(Records from a dataset)
* * * * * * * * *
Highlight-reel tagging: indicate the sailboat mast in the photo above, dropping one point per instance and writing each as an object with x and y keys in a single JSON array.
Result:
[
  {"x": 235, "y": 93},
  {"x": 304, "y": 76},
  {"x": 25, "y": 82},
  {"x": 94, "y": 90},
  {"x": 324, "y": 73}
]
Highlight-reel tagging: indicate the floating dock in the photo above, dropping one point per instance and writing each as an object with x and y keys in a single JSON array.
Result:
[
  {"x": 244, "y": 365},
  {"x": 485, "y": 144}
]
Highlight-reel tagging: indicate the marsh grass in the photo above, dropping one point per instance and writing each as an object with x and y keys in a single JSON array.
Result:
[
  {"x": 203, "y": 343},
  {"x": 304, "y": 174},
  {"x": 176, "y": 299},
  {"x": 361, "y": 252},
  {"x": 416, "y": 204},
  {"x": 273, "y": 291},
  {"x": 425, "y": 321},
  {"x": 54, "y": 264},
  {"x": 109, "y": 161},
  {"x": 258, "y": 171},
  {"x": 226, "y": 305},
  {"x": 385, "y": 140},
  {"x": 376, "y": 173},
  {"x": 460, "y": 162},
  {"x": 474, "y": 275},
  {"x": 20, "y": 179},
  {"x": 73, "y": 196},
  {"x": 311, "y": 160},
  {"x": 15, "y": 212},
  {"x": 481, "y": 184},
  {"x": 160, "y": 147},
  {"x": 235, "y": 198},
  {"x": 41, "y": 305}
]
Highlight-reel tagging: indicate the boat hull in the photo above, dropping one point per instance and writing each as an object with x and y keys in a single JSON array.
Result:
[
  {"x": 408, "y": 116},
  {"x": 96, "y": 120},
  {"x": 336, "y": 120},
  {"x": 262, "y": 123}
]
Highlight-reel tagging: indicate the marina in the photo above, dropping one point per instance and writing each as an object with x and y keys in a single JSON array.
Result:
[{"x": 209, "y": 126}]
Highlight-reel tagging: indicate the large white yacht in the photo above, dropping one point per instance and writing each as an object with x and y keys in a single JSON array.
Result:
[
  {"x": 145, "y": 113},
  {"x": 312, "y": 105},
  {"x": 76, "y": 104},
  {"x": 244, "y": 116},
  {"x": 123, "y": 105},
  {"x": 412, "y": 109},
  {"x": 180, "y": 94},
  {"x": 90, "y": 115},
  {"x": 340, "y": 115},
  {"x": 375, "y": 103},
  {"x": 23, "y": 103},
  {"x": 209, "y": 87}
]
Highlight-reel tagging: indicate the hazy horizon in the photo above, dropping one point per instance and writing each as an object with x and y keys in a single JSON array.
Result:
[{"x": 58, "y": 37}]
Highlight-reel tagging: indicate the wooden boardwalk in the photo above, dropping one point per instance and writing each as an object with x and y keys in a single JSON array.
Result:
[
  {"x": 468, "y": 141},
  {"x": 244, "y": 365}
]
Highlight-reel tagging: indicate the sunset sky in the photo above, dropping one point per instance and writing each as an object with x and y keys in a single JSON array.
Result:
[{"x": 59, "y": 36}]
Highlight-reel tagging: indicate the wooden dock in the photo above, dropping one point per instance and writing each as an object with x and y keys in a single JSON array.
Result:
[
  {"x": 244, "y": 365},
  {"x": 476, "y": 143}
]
* * * * * * * * *
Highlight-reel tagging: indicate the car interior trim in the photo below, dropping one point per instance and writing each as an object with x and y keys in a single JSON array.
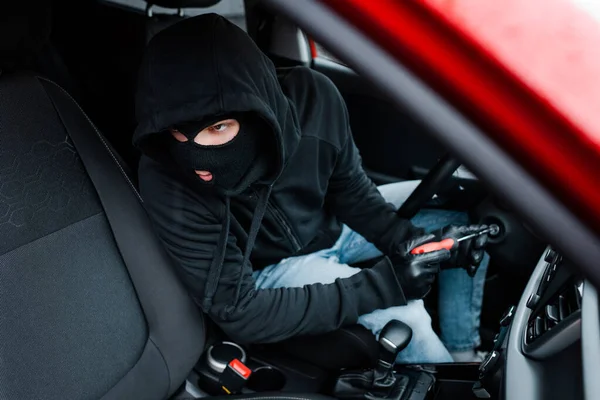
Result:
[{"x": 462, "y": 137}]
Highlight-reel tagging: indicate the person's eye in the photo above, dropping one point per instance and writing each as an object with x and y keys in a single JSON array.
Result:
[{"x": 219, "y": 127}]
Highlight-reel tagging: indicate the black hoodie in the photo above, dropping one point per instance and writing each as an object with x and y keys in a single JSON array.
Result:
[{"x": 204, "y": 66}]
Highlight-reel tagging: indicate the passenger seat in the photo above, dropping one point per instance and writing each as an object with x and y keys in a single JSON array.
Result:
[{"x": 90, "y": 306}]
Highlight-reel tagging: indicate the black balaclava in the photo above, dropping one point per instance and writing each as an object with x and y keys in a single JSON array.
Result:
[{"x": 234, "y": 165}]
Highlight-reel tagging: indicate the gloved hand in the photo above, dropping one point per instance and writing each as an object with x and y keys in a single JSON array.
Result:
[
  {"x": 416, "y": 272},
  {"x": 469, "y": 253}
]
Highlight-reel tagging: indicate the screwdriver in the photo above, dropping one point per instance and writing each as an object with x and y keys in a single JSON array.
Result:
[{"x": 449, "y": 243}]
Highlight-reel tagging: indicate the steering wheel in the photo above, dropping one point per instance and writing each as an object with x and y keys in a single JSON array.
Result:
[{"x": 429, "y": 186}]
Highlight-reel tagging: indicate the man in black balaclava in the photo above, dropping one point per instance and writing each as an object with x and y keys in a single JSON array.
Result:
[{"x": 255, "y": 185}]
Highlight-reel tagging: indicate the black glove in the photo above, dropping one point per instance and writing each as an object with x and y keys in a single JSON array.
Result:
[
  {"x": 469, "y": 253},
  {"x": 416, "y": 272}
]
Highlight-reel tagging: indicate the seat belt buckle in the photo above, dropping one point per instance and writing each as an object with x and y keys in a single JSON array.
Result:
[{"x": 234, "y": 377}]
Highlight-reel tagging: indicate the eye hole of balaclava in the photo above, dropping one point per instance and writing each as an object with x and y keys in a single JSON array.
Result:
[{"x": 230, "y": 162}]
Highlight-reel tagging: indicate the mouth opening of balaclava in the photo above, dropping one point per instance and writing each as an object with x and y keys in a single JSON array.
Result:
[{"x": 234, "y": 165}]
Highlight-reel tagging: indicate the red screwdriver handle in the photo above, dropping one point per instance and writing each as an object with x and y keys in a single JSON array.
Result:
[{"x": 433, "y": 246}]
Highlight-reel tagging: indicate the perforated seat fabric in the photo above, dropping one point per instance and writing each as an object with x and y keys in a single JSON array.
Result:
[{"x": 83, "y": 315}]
* * * * * * * * *
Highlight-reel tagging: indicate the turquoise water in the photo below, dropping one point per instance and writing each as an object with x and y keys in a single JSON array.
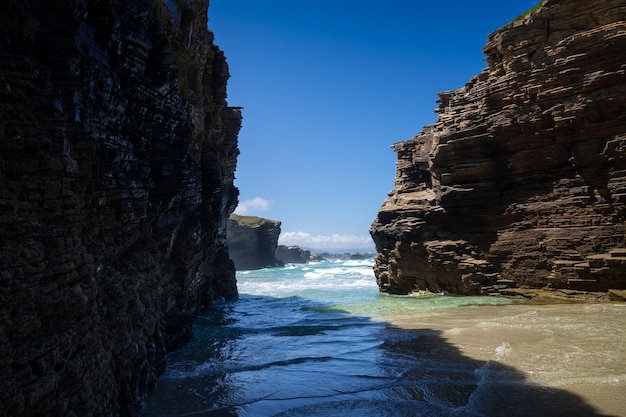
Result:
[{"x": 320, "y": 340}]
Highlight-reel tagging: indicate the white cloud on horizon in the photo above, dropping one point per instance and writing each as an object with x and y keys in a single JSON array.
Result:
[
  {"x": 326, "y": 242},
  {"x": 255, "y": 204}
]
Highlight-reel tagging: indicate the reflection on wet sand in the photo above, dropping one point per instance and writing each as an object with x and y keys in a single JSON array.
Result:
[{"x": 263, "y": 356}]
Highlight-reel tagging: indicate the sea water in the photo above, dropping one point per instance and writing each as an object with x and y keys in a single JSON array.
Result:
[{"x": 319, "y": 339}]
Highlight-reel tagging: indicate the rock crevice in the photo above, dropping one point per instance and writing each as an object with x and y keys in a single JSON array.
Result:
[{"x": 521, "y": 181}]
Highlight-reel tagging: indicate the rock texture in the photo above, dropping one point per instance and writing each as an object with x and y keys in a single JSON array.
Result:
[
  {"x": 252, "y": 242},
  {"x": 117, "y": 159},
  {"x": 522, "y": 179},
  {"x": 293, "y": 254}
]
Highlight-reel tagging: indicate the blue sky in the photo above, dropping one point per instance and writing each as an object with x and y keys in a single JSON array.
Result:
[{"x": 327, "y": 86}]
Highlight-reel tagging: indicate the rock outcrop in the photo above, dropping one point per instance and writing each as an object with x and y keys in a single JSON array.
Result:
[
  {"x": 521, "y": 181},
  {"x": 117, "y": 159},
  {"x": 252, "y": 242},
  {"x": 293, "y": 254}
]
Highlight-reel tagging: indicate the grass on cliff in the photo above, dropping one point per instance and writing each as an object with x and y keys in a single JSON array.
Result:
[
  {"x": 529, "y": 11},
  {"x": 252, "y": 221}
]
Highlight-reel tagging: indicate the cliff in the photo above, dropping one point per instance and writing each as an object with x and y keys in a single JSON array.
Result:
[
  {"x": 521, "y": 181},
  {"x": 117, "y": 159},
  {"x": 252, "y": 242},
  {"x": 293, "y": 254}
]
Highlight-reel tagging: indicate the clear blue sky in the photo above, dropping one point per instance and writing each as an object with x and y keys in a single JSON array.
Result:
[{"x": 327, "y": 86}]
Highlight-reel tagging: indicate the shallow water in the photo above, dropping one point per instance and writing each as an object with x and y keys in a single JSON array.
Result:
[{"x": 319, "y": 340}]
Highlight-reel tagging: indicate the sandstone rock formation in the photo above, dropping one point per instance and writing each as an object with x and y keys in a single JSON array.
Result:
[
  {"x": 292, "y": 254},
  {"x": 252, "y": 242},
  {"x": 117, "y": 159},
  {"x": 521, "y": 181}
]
* * * * * * * * *
Task to carry out:
Which lines of the records above contain the word "trim"? Pull out each of those lines and copy it in full.

Task output:
Highlight-reel tagging: indicate the car interior trim in the photo below, dropping one point per instance and writing each as an object with x and y keys in a single JSON array.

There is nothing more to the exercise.